» STATED GOAL: Copy the stretch from the line containing "Every instance of the green seed" through the end of the records, replacing "gets" with "receives" and leaving everything else unchanged.

» PROVIDED DATA:
──────────
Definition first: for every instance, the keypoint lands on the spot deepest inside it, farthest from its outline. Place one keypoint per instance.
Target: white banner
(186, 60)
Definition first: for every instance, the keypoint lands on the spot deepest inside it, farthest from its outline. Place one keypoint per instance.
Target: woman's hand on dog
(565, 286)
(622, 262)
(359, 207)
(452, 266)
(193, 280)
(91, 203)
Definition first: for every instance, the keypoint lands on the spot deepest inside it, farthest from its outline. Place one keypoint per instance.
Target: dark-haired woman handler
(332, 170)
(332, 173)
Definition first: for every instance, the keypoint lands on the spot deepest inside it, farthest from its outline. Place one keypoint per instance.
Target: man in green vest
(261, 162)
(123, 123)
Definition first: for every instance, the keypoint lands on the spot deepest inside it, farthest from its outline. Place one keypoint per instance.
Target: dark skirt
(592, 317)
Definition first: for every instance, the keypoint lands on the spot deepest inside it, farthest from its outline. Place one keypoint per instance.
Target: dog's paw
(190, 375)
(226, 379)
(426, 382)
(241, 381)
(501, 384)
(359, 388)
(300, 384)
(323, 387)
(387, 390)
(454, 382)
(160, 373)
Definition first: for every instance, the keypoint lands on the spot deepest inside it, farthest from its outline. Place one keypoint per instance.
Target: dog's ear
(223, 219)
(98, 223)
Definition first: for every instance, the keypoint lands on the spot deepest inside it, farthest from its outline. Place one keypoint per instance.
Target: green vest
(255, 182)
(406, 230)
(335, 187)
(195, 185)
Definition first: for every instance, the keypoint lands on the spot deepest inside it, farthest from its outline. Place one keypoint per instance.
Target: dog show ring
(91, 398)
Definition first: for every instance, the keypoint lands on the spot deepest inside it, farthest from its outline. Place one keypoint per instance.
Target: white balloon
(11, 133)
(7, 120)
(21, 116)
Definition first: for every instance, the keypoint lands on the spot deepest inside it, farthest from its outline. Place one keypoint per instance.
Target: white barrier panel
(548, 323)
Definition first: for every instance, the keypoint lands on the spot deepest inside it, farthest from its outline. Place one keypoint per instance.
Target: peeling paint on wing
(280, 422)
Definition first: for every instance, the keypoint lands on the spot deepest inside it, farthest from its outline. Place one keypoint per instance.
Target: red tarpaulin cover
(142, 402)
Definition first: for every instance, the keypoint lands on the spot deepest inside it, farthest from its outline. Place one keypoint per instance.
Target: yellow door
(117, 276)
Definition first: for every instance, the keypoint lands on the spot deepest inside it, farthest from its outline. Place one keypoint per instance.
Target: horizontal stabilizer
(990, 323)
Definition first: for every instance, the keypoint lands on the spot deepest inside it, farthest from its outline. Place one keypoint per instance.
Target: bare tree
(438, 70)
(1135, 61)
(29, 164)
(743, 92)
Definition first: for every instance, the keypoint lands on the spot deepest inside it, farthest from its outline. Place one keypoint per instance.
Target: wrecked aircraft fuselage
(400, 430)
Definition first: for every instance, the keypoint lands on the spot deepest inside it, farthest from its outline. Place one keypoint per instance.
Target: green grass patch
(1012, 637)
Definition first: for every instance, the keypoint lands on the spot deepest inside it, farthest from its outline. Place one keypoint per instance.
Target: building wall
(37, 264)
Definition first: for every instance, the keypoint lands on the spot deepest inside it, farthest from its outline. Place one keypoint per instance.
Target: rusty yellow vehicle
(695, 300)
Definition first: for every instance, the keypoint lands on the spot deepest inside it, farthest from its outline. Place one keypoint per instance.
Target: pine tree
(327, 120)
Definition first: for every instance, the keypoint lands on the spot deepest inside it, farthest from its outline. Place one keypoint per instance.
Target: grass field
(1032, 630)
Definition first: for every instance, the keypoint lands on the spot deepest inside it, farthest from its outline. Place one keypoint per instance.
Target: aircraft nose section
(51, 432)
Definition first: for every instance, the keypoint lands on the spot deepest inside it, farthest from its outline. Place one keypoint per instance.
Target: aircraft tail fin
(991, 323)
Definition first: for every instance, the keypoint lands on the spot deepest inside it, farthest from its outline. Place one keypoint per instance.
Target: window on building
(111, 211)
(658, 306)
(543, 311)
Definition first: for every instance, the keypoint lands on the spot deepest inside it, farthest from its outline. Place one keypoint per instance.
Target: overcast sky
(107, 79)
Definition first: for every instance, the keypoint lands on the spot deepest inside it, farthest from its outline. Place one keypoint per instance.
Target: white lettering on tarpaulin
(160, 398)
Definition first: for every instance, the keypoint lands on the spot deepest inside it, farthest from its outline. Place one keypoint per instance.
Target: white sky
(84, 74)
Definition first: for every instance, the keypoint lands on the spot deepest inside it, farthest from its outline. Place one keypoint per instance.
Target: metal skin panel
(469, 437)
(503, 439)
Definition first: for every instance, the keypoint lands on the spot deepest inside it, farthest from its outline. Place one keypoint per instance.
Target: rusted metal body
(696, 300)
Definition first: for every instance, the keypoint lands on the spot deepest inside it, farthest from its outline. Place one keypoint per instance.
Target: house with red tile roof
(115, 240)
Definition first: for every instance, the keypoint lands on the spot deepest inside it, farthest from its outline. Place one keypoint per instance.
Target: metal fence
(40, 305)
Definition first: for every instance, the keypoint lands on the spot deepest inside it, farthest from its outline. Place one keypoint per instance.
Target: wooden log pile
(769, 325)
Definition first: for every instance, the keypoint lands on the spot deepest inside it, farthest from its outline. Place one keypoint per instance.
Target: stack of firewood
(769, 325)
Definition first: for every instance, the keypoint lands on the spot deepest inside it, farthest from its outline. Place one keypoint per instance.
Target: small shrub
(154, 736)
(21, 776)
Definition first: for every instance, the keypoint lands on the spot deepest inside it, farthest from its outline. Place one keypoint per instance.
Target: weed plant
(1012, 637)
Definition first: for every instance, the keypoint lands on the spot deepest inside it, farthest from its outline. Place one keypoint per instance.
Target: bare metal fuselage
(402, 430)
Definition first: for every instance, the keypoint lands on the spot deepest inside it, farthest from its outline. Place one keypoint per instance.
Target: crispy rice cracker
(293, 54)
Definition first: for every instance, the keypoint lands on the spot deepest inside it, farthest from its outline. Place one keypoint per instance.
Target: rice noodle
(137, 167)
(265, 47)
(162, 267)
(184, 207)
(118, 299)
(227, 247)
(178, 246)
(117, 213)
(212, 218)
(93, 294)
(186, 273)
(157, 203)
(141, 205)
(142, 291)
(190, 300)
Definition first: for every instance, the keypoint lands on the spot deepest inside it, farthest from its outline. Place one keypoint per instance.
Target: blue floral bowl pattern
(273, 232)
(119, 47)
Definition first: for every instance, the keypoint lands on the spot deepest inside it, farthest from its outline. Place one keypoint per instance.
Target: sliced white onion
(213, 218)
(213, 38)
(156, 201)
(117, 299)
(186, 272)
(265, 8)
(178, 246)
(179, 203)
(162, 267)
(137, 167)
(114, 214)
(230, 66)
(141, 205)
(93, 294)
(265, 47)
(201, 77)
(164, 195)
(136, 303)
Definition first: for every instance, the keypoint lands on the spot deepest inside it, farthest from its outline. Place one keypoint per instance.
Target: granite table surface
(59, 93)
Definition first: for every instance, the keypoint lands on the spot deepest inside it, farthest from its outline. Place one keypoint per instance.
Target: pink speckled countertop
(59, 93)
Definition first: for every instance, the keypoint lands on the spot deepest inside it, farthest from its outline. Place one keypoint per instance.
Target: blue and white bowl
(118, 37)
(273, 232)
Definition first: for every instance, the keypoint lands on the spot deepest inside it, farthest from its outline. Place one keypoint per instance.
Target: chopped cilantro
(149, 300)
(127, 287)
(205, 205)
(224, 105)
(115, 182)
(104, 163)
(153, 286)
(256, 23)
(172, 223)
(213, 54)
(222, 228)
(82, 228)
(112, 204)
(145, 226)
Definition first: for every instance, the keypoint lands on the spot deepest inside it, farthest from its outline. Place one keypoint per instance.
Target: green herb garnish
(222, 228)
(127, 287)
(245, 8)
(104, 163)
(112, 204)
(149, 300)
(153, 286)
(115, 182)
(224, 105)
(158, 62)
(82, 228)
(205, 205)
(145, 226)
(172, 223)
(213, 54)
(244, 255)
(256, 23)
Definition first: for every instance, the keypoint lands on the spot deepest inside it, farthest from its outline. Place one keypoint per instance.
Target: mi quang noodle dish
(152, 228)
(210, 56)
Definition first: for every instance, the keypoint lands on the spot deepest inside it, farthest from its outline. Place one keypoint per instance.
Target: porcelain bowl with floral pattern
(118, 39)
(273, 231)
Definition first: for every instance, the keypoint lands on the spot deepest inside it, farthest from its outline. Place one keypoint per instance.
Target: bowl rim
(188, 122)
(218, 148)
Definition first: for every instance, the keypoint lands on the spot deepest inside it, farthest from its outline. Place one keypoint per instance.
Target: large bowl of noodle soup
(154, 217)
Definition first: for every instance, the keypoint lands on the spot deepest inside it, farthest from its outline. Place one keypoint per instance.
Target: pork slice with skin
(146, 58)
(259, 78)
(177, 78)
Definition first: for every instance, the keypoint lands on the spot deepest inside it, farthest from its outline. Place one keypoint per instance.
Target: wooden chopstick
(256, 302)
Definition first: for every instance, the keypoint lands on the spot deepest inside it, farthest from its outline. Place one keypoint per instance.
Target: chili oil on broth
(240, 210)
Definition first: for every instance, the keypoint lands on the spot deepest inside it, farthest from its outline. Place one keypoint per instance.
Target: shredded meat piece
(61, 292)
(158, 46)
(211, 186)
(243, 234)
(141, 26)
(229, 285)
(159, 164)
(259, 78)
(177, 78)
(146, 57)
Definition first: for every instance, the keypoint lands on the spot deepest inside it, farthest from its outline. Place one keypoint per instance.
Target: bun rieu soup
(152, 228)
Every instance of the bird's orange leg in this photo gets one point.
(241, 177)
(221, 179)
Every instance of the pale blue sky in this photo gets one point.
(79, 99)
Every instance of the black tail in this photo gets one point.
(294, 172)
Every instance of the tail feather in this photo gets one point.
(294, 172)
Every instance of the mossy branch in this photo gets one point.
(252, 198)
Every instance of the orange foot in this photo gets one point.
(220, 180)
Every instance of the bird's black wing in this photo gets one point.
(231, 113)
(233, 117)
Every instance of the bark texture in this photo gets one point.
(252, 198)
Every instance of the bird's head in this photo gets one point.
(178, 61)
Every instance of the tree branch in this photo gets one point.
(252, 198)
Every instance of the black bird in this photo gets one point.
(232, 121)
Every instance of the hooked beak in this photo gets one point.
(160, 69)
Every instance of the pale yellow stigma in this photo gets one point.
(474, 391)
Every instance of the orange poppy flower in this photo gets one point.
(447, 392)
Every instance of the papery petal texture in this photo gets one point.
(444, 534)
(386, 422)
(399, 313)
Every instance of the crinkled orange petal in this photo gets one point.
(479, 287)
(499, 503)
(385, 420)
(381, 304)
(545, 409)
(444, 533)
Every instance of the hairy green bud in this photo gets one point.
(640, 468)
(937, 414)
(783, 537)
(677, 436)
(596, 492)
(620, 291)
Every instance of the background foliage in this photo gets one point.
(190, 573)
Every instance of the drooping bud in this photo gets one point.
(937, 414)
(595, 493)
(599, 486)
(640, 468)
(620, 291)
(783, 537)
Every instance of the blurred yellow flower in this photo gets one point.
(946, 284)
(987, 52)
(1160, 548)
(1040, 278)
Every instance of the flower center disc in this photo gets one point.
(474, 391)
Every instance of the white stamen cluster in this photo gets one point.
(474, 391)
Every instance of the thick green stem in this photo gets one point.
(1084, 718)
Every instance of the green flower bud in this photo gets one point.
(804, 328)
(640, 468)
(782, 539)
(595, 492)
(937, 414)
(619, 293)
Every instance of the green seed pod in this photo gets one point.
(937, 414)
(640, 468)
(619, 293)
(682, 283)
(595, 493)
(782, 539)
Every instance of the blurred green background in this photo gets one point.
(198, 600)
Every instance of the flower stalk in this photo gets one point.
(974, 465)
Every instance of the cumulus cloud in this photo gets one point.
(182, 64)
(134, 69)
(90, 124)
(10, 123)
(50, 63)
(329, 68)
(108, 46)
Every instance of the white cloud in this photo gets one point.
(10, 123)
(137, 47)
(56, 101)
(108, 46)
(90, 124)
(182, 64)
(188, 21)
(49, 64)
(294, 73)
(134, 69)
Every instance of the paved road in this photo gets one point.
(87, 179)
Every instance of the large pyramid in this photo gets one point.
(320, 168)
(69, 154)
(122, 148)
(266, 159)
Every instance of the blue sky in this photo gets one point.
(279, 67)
──────────
» RESULT OF THIS EXERCISE:
Every instance of the green seed pod in this photo receives one point.
(937, 414)
(640, 468)
(619, 293)
(682, 283)
(595, 493)
(782, 539)
Every instance of the blurred green background in this photo receives one point.
(198, 600)
Every instance of the flower stalk in this photo receives one point.
(974, 465)
Every instance of the cumulus cloud in this photo receives one point.
(182, 64)
(134, 69)
(90, 124)
(10, 123)
(50, 63)
(329, 68)
(108, 46)
Every instance of the white cloud in this photo receives one point.
(10, 123)
(137, 47)
(56, 101)
(108, 46)
(90, 124)
(182, 64)
(188, 21)
(49, 64)
(294, 73)
(134, 69)
Every instance of the paved road in this photo receives one point.
(87, 179)
Every instance of the large pyramid in this photo receives one point.
(320, 168)
(69, 154)
(122, 148)
(266, 159)
Every instance of the blue sky in this photo receives one point.
(279, 67)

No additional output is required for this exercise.